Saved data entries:
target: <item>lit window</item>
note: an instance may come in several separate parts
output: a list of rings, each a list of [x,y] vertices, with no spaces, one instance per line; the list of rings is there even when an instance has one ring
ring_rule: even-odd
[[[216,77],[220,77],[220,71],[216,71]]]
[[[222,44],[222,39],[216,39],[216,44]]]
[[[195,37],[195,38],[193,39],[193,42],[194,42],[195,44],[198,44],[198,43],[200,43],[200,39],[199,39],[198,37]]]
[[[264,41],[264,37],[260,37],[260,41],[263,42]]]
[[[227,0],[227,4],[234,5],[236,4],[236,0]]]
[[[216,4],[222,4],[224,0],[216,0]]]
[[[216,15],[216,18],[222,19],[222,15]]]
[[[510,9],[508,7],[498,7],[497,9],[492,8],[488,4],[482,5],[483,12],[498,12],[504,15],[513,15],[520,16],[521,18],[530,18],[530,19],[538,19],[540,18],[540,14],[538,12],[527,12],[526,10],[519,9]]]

• _Task prompt_
Go through the records above and copy every line holding the word "instance".

• _Result of this task_
note: an instance may come in several separate parts
output: a list of rings, each a list of [x,y] vertices, with no spaces, one instance per line; the list of rings is there even when an instance has one ring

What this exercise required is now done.